_INSTRUCTION:_ Reproduce the listing below in full, substituting "point" for each occurrence of "dot" and leaving all other text unchanged.

_DATA SECTION:_
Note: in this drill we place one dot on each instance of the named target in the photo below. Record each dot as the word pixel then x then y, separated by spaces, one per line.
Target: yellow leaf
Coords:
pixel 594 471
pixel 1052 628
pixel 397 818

_SOLUTION:_
Note: in this drill we place one point on each instance of the named target in the photo below. Record each point as the word pixel then x then y, separated by spaces, one per line.
Target: yellow leaf
Coords:
pixel 594 471
pixel 1052 628
pixel 397 818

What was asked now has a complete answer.